Extract the complete listing and repeat it word for word.

++++++++

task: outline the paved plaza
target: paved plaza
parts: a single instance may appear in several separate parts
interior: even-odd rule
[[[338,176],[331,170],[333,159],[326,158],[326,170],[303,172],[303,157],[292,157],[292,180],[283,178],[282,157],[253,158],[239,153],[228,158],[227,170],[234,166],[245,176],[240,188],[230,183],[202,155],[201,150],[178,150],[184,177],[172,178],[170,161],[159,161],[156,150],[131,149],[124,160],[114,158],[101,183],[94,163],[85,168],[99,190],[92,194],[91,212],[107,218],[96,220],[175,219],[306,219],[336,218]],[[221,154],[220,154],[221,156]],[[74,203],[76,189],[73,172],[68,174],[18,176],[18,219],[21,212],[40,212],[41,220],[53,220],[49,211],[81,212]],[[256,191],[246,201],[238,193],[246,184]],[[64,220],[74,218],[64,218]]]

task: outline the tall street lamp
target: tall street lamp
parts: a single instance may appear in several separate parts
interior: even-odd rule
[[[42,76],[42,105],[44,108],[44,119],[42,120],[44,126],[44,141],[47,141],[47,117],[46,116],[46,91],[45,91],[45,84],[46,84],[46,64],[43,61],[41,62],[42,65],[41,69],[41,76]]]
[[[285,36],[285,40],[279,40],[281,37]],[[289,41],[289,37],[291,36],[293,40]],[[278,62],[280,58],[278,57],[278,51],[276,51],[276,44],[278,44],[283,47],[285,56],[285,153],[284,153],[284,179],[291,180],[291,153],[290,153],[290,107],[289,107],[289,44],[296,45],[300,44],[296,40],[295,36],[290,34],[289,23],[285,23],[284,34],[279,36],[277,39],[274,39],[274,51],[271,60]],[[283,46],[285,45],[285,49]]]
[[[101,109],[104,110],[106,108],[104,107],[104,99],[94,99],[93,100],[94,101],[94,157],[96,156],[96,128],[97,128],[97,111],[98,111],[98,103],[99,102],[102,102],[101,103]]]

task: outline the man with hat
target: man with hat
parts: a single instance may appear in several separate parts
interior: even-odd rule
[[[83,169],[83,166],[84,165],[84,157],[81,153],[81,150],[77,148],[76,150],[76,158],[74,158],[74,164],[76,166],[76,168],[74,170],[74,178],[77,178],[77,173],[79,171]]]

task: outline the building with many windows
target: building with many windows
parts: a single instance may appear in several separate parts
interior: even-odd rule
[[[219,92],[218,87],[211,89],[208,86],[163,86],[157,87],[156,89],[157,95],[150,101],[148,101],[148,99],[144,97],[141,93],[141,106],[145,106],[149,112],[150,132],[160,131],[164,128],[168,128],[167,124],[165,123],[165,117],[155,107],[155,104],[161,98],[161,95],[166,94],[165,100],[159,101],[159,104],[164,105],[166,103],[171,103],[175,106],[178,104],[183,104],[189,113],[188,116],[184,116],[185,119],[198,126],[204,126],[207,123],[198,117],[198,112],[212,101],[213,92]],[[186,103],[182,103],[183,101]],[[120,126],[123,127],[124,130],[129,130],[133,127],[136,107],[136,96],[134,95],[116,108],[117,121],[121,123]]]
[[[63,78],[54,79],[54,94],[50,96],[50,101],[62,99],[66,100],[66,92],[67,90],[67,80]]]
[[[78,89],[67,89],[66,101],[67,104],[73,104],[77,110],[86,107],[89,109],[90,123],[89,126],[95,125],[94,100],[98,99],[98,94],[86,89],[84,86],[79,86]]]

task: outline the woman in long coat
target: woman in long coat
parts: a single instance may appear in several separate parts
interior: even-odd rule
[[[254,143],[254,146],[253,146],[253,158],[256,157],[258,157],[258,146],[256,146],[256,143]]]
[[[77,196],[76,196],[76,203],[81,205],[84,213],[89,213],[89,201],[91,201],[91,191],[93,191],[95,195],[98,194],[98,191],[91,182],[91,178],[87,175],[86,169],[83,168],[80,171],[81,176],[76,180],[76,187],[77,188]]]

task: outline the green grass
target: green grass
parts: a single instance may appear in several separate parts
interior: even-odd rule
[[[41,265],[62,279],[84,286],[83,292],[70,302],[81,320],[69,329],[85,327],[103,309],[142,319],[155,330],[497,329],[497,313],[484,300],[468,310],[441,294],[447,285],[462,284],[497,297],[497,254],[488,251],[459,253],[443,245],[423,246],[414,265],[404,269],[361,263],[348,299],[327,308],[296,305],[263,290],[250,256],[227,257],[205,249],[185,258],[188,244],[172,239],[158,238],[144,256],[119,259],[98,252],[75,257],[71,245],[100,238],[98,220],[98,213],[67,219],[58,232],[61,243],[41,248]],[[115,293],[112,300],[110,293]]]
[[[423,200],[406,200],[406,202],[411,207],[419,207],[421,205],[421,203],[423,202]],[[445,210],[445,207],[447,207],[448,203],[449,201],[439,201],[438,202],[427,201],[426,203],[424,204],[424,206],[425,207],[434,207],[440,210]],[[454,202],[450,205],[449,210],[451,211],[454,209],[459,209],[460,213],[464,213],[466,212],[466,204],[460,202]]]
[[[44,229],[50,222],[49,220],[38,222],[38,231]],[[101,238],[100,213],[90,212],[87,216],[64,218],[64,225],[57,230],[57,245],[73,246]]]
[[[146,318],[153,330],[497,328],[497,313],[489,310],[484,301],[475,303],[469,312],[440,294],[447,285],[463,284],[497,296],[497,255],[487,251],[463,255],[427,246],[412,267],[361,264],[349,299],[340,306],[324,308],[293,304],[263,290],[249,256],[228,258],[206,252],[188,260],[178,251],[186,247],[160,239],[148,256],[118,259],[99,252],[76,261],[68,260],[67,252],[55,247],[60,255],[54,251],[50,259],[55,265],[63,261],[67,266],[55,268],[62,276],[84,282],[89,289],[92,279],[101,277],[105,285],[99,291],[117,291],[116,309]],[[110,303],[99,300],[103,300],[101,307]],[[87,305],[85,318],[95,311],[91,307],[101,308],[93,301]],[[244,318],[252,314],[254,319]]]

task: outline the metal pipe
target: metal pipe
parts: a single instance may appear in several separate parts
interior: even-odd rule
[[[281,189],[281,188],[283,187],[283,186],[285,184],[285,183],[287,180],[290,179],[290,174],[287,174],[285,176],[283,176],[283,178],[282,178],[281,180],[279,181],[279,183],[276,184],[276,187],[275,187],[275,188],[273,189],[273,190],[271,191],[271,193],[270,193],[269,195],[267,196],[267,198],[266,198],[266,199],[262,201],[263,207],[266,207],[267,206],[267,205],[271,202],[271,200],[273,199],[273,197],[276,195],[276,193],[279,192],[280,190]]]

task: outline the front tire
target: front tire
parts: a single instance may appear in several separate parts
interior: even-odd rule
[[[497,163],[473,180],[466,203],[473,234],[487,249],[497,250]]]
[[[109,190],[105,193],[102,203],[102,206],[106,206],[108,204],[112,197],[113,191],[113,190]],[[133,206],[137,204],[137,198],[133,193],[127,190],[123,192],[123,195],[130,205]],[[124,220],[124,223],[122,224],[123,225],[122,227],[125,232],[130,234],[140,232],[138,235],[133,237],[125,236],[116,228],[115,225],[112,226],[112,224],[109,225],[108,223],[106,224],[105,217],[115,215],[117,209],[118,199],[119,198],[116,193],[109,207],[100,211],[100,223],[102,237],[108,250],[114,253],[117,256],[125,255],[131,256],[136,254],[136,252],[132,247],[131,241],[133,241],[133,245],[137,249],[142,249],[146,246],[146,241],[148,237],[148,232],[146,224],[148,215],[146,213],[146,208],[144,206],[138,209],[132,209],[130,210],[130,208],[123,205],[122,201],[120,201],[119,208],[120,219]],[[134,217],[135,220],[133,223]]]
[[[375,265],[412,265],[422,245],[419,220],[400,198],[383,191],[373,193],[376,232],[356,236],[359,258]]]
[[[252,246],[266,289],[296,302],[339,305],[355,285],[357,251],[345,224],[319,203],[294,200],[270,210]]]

++++++++

SOLUTION TO THIS PROBLEM:
task: outline the paved plaza
target: paved plaza
parts: a single instance may appear in several separate parts
interior: even-odd rule
[[[338,176],[331,170],[333,159],[326,158],[326,170],[303,172],[303,157],[292,157],[292,180],[283,178],[282,157],[253,158],[239,153],[228,158],[227,170],[234,166],[245,176],[240,188],[230,183],[202,155],[201,150],[178,150],[184,177],[172,178],[170,161],[159,161],[156,150],[131,149],[124,160],[114,158],[101,183],[94,163],[85,168],[99,190],[92,194],[91,212],[107,218],[96,220],[175,219],[306,219],[336,218]],[[221,154],[220,154],[221,156]],[[74,203],[76,189],[73,172],[68,174],[18,176],[18,219],[21,212],[40,212],[41,220],[53,220],[49,211],[81,212]],[[256,191],[246,201],[238,193],[246,184]],[[64,220],[74,218],[64,218]]]

task: outline the tall street lamp
target: tall street lamp
parts: a single instance may appear in several separate parts
interior: even-odd rule
[[[42,76],[42,105],[44,108],[44,119],[42,120],[44,126],[44,141],[47,141],[47,117],[46,116],[46,91],[45,91],[45,84],[46,84],[46,64],[43,61],[41,62],[42,65],[41,69],[41,76]]]
[[[285,36],[285,40],[279,40],[281,37]],[[289,41],[289,37],[291,36],[293,40]],[[278,62],[280,58],[278,57],[278,51],[276,51],[276,44],[278,44],[283,47],[285,56],[285,153],[284,153],[284,179],[291,180],[291,153],[290,153],[290,107],[289,107],[289,44],[296,45],[300,44],[296,40],[295,36],[290,34],[289,23],[285,23],[284,34],[279,36],[277,39],[274,39],[274,51],[271,60]],[[283,46],[285,45],[285,49]]]
[[[101,109],[104,110],[106,108],[104,107],[104,99],[94,99],[93,100],[94,101],[94,157],[96,156],[96,128],[97,128],[97,111],[98,111],[98,103],[99,102],[102,102],[101,103]]]

task: outline the man with hat
target: man with hat
parts: a single instance may appear in several separate parts
interior: even-odd rule
[[[83,169],[83,166],[84,165],[84,157],[81,153],[81,150],[77,148],[76,150],[76,158],[74,158],[74,164],[76,166],[76,168],[74,170],[74,178],[77,178],[77,173],[79,171]]]

task: outline the building with many windows
target: building with many windows
parts: a single instance may appear in several separate parts
interior: even-odd rule
[[[219,92],[218,87],[211,89],[208,86],[163,86],[157,87],[156,89],[157,95],[150,101],[148,101],[148,99],[144,97],[141,93],[141,106],[145,106],[149,112],[150,132],[160,131],[164,128],[168,128],[167,124],[165,123],[165,117],[155,107],[155,104],[161,98],[161,95],[166,94],[165,100],[159,101],[159,104],[164,105],[166,103],[171,103],[175,106],[178,104],[183,104],[189,113],[188,116],[184,116],[185,119],[198,126],[204,126],[207,123],[198,117],[198,112],[212,101],[213,92]],[[186,103],[182,103],[183,101]],[[120,126],[123,127],[124,130],[129,130],[133,127],[136,107],[136,96],[134,95],[116,108],[117,121],[121,123]]]
[[[63,78],[54,79],[54,94],[50,96],[50,101],[62,99],[66,100],[66,92],[67,90],[67,80]]]
[[[78,89],[67,89],[66,101],[67,104],[73,104],[77,110],[86,107],[89,109],[90,123],[89,126],[95,125],[94,100],[98,99],[98,94],[86,89],[84,86],[79,86]]]

task: outline the woman in long coat
target: woman in long coat
parts: a single instance may appear in several separate parts
interior: even-odd rule
[[[254,143],[254,146],[253,146],[253,158],[256,157],[258,157],[258,146],[256,146],[256,143]]]
[[[77,196],[76,196],[76,203],[81,205],[84,213],[89,213],[89,201],[91,201],[91,191],[93,191],[95,195],[98,194],[98,191],[91,182],[91,178],[87,175],[86,169],[83,168],[80,171],[81,176],[76,180],[76,187],[77,188]]]

task: outline the green grass
target: green grass
parts: a single instance may appear in several separate parts
interior: even-odd rule
[[[41,265],[62,279],[84,286],[83,292],[70,302],[81,320],[69,329],[85,327],[103,309],[142,319],[155,330],[497,329],[497,313],[484,300],[468,310],[441,294],[447,285],[462,284],[497,297],[497,254],[488,251],[459,253],[443,245],[423,246],[414,265],[404,269],[361,263],[348,299],[327,308],[296,305],[263,290],[250,256],[227,257],[205,249],[185,258],[188,244],[172,239],[158,238],[144,256],[119,259],[98,252],[75,257],[71,245],[100,238],[98,220],[98,213],[67,219],[58,232],[61,243],[41,248]],[[115,293],[112,300],[110,293]]]
[[[423,200],[406,200],[406,202],[411,207],[419,207],[421,205],[421,203],[423,202]],[[445,210],[445,207],[447,207],[448,203],[449,201],[439,201],[438,202],[427,201],[426,203],[424,204],[424,206],[425,207],[434,207],[440,210]],[[454,202],[450,205],[449,210],[451,211],[454,209],[459,209],[460,213],[464,213],[466,212],[466,204],[460,202]]]
[[[44,229],[50,222],[49,220],[38,222],[38,231]],[[101,238],[100,213],[90,212],[87,216],[64,218],[64,225],[57,230],[57,245],[73,246]]]
[[[146,318],[153,330],[497,328],[497,313],[489,310],[484,301],[475,303],[469,312],[440,294],[447,285],[463,284],[497,296],[497,255],[487,251],[463,255],[427,246],[412,267],[361,264],[349,299],[340,306],[324,308],[293,304],[263,290],[249,256],[228,258],[206,252],[188,260],[178,251],[186,247],[160,239],[148,256],[118,259],[99,252],[76,261],[68,260],[67,252],[55,247],[60,255],[54,251],[50,259],[55,265],[63,261],[67,266],[55,268],[62,276],[84,282],[89,289],[92,279],[101,277],[105,285],[99,291],[117,291],[116,309]],[[110,303],[99,300],[103,300],[101,307]],[[87,305],[85,318],[95,311],[91,307],[101,308],[93,301]],[[244,318],[252,314],[254,319]]]

task: outline the metal pipe
target: metal pipe
parts: a single instance may appear in several separate parts
interior: even-odd rule
[[[281,189],[281,188],[283,187],[283,186],[285,184],[285,183],[287,180],[290,179],[290,174],[287,174],[285,176],[283,176],[283,178],[282,178],[281,180],[279,181],[279,183],[276,184],[276,187],[275,187],[275,188],[273,189],[273,190],[271,191],[271,193],[270,193],[269,195],[267,196],[267,198],[266,198],[266,199],[262,201],[263,207],[266,207],[267,206],[267,205],[271,202],[271,200],[273,199],[273,197],[276,195],[276,193],[279,192],[280,190]]]

task: outline the front tire
target: front tire
parts: a single instance may appear in several separate parts
interior: even-odd rule
[[[497,163],[473,180],[466,203],[473,234],[487,249],[497,250]]]
[[[109,190],[105,193],[102,203],[102,206],[106,206],[108,204],[112,197],[113,191],[113,190]],[[133,206],[137,204],[137,198],[133,193],[127,190],[123,192],[123,195],[130,205]],[[124,220],[124,223],[122,224],[123,225],[122,227],[125,232],[130,234],[140,232],[138,235],[133,237],[125,236],[116,228],[115,225],[112,226],[112,224],[109,225],[108,223],[106,224],[105,217],[115,215],[117,209],[118,199],[119,198],[116,193],[109,207],[100,211],[100,223],[102,237],[108,250],[114,253],[117,256],[125,255],[131,256],[136,254],[136,252],[132,247],[131,241],[133,241],[133,245],[137,249],[142,249],[146,246],[146,241],[148,237],[148,232],[146,224],[148,215],[146,213],[146,208],[144,206],[138,209],[132,209],[130,210],[130,208],[123,205],[122,201],[120,201],[119,208],[120,219]],[[134,217],[135,220],[133,223]]]
[[[375,265],[412,265],[422,245],[419,220],[400,198],[383,191],[373,193],[376,232],[356,236],[359,258]]]
[[[252,246],[266,289],[296,302],[339,305],[355,285],[357,251],[345,224],[319,203],[294,200],[270,210]]]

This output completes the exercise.